- **Selected passage**:
%%

Javier Escalante : I wanted to double-click on the timing factors and the household volume growth of 3%. If you look at the scan data, it shows a double-digit decline. So if you can help us understand how much stronger pet food, pet litter business was in the quarter and whether there was a channel shift there. And then I have a question more philosophically to Linda when it comes to the health and wellness business?
Kevin Jacobsen : Javier, let me see if I answer your question on shifting. So as we mentioned, in Q2, we had some benefit of shifting of some merchant activity. And as I said, that pretty typical that you’ll see some — events shift between quarters out of Q3 into Q2, and that was across a number of businesses. And then more specifically, we’re seeing the benefit of an early start to cold flu season in Q2 as it relates to our health and wellness portfolio. But maybe say a little bit more on what your questions. I’m not sure that gets to the question you’re answering.
Javier Escalante : No. It’s a little bit more of a follow-up on Lauren’s question when it comes to did the job being household and the categories that you’ve referred to being the shift in was health and wellness, and they were down 19%, at the real jump was in household, and we don’t see that in retail. So if you can help us — if you can give color there and help us understand the disconnect between what we see in retail and what you just reported?

%%

- **Work order A**: In the earnings call excerpt, what does Kevin Jacobsen say benefited the health and wellness portfolio in Q2?
- **Work order B**: Copy the earnings call excerpt word for word from "Javier Escalante : No." to "you just reported?".

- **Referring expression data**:
%%

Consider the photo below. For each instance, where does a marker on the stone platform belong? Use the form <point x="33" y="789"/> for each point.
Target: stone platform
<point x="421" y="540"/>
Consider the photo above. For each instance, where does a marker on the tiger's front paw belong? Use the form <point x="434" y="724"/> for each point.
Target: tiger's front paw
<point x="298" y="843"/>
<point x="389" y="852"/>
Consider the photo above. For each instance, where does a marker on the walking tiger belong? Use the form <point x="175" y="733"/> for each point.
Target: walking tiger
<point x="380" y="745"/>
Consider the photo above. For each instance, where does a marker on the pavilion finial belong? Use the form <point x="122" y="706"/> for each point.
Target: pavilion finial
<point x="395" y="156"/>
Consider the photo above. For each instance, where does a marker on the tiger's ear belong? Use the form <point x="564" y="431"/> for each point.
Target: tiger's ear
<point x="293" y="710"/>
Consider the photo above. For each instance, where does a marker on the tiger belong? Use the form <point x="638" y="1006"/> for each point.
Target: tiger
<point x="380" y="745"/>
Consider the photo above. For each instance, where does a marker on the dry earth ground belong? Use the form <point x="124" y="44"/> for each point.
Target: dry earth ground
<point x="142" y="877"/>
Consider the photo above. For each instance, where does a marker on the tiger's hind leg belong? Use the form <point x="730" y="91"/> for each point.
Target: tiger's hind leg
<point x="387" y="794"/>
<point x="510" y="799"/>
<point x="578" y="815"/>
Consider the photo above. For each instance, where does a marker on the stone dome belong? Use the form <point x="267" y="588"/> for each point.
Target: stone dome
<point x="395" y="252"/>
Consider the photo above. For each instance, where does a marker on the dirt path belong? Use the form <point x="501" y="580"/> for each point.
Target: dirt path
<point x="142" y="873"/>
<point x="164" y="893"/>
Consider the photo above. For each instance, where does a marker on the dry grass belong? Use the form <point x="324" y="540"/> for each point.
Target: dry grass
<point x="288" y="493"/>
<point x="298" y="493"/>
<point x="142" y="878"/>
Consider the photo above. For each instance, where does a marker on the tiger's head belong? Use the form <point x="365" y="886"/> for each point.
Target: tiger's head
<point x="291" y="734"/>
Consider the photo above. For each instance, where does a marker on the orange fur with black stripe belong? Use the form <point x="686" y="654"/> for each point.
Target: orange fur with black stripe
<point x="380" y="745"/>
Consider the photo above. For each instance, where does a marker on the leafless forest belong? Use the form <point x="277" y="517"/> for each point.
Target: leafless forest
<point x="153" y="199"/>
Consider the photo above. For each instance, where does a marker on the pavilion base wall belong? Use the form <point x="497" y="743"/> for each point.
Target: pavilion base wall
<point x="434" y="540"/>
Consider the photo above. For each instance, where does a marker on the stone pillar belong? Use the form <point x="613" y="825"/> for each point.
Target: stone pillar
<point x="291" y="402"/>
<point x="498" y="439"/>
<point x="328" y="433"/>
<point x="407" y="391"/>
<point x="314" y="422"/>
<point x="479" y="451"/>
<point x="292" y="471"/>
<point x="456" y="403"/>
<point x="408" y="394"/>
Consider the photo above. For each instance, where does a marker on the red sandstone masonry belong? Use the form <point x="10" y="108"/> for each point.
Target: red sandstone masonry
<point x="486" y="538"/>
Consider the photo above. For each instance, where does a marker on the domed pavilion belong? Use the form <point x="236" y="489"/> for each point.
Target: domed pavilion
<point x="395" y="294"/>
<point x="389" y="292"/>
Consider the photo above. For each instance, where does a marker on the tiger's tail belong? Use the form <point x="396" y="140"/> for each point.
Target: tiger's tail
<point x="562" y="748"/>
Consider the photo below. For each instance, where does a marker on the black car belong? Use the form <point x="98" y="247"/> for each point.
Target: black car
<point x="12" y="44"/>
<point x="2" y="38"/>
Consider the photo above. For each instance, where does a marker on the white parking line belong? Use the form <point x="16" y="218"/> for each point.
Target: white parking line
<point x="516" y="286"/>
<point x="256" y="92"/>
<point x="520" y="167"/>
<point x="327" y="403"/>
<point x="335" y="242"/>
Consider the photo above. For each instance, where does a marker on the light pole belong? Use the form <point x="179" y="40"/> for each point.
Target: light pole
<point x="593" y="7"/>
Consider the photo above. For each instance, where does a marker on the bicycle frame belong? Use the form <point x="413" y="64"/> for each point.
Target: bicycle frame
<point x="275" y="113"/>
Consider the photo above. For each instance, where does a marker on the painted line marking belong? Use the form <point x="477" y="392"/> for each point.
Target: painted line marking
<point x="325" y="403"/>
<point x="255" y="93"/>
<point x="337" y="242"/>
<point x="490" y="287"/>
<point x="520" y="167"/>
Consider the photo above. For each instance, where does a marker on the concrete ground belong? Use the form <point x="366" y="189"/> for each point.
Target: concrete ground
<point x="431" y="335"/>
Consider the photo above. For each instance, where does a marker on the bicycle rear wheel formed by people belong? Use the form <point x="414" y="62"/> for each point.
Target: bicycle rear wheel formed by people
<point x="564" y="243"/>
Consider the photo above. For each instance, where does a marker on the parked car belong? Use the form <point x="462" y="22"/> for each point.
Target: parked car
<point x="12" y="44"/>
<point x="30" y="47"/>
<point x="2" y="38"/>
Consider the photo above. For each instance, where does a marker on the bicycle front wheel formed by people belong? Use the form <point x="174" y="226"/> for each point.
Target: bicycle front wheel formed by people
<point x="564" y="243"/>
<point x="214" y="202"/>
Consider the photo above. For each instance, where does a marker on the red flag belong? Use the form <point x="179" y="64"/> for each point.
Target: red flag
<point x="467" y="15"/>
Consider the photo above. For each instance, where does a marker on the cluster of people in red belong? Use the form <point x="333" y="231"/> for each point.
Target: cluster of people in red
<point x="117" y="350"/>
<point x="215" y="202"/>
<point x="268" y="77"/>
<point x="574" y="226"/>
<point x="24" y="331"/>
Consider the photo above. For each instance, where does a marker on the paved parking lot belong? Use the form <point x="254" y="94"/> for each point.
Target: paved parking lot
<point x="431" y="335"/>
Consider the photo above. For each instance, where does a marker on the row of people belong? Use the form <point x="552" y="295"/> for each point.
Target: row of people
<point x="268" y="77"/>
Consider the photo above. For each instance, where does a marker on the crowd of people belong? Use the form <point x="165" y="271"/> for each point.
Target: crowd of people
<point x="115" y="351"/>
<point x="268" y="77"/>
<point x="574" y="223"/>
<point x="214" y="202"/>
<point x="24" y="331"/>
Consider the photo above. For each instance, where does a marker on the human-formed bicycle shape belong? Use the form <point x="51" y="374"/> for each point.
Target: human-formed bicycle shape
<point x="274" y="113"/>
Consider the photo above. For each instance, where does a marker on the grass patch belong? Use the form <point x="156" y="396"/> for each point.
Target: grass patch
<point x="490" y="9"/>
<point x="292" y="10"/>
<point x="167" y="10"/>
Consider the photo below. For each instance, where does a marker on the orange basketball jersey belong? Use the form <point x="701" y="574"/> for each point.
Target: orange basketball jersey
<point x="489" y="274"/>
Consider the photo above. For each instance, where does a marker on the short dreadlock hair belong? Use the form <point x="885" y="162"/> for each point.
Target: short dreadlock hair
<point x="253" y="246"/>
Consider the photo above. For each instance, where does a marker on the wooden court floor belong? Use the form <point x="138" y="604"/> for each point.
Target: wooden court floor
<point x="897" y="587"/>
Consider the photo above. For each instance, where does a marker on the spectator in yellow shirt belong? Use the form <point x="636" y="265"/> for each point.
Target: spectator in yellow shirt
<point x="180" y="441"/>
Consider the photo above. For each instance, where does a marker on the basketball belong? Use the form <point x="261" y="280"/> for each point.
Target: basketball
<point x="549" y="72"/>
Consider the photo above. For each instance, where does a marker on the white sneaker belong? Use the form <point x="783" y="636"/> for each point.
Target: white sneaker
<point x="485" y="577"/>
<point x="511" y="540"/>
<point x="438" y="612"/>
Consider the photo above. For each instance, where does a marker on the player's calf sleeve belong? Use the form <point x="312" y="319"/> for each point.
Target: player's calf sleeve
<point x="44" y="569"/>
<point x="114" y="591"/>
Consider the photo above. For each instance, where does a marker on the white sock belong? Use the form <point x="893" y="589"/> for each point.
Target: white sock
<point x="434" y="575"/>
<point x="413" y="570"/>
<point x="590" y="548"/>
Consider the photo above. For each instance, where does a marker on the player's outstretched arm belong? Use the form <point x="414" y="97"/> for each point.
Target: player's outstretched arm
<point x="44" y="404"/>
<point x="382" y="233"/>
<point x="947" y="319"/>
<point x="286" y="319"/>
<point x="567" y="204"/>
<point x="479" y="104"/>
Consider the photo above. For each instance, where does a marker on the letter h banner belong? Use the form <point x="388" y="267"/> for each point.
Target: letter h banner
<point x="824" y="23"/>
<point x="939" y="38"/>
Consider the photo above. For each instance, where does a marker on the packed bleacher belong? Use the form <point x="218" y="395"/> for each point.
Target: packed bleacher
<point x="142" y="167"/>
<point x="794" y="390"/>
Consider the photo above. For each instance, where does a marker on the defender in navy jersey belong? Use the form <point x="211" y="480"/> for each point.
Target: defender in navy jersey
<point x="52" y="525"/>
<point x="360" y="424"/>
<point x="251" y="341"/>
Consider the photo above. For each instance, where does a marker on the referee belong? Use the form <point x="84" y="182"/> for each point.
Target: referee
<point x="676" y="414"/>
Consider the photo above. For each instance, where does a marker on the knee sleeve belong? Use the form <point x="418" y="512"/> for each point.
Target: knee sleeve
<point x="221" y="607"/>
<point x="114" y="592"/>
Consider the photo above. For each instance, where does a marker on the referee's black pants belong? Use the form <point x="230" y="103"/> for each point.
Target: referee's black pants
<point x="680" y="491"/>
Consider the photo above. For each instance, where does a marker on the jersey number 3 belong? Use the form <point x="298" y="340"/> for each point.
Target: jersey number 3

%%

- **Task solution A**: An early start to cold flu season.

- **Task solution B**:
Javier Escalante : No. It’s a little bit more of a follow-up on Lauren’s question when it comes to did the job being household and the categories that you’ve referred to being the shift in was health and wellness, and they were down 19%, at the real jump was in household, and we don’t see that in retail. So if you can help us — if you can give color there and help us understand the disconnect between what we see in retail and what you just reported?